### Problem to work on
Pick up the remarks on the Greening Government Strategy below after their last sentence and carry them forward.

The strategy overall commits the government to get to net zero in its own operations by reducing emissions from operations to as close to zero as possible, then balancing out any remaining emissions with an equivalent amount of carbon dioxide removal. We recognize that we’ll need some carbon dioxide removal to get to zero in our own operations, and hence, I’m here.

The first priority under the Greening Government Strategy, of course, is emissions reduction. As of the fiscal year 2023-24, the Government of Canada reduced its emissions from its real property and conventional fleet operations by 42%, but the role of carbon removal is to address residual emissions from hard-to-decarbonize areas in government operations, such as our national safety and security fleet, the air force and navy, for example.

The Centre for Greening Government works directly with departments to support emission reductions, including through the purchase of clean electricity, low-carbon fuels, and carbon removal services. Given the Treasury Board supports carbon removal procurement, I’m here with you today and I can provide a quick update on the procurement process and the work to date.

Outline records for named regions
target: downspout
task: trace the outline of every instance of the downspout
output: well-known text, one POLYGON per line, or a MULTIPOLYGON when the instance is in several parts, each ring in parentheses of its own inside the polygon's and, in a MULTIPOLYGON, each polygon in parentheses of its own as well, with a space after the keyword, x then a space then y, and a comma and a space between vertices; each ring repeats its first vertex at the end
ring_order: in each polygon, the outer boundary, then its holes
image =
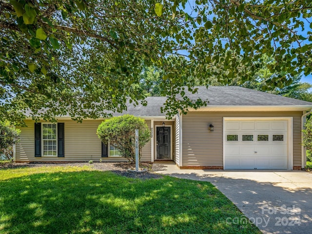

### Result for this exercise
In October 2024, the government announced a commitment to purchase carbon dioxide removal services as part of the Greening Government Strategy, noting the government would purchase at least $10 million in carbon removal between now and 2030.

In February 2025, the government launched a request for information, or RFI, to engage the carbon removal industry and consult on its interest, capacity and ability to provide carbon removal services that meet the government’s greening requirements. The RFI sought expert input on a draft design for piloting carbon removal procurement and assessed the capacity of the sector to supply high-quality, durable carbon removal services across a wide range of technology approaches. The RFI also indicated our intention to include a set aside for Indigenous businesses as part of this procurement.

To ensure high-quality projects and minimize any risks to the environment, all projects would have to demonstrate compliance with applicable policies, regulations and permitting requirements. Furthermore, the RFI proposed that all projects would have to be independently verified and validated against rigorous science-based measurement and monitoring protocols that follow international best practices.

The overall response to the RFI was very positive. We received many submissions from industry, academia and NGOs. Given Canada does not have a dedicated framework for regulating carbon removal technologies in aquatic environments, we are continuing to consult, including working with our colleague departments on the best approach going forward.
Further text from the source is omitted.